-- Start MATERIAL --
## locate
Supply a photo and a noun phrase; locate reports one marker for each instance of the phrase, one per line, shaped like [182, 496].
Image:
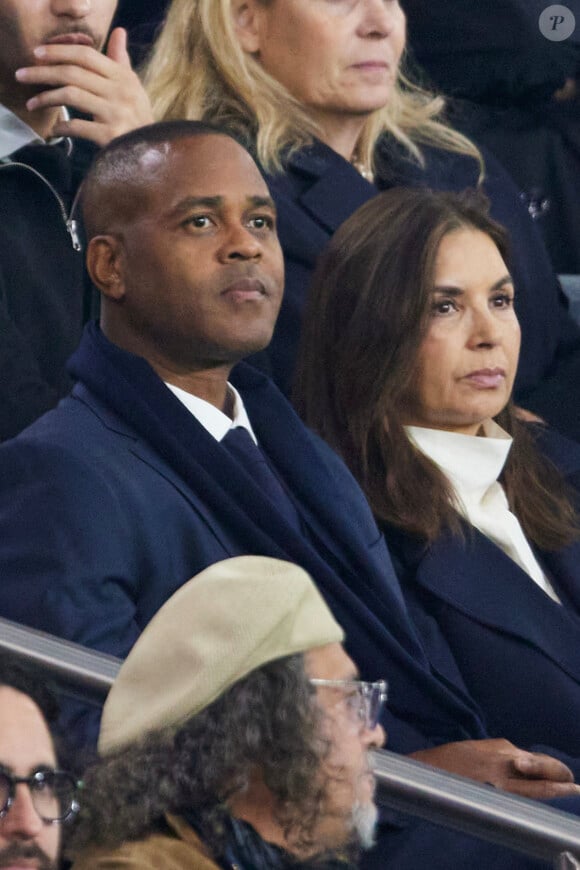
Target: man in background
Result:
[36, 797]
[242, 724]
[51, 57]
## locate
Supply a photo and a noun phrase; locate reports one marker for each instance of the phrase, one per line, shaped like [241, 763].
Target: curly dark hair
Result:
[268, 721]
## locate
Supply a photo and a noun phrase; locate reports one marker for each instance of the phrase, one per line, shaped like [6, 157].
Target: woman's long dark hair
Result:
-- End MATERIAL --
Write out every row above word for word, leaving out the pictures.

## locate
Supply a photo and a noun phrase; locate reports one marker for each instance of the phrase, one per line, shaped like [182, 496].
Image:
Target: man in background
Result:
[36, 797]
[242, 724]
[51, 57]
## locate
Supply a photo and a noun phrase; locate reports one marker for each instance of the phrase, one per line, shaped like [241, 763].
Target: curly dark hair
Result:
[268, 721]
## locate
Supply a photo and a noun phrase; locate reports one marker for each instance of the phrase, one per line, shaped like [6, 157].
Target: woman's long dark hair
Result:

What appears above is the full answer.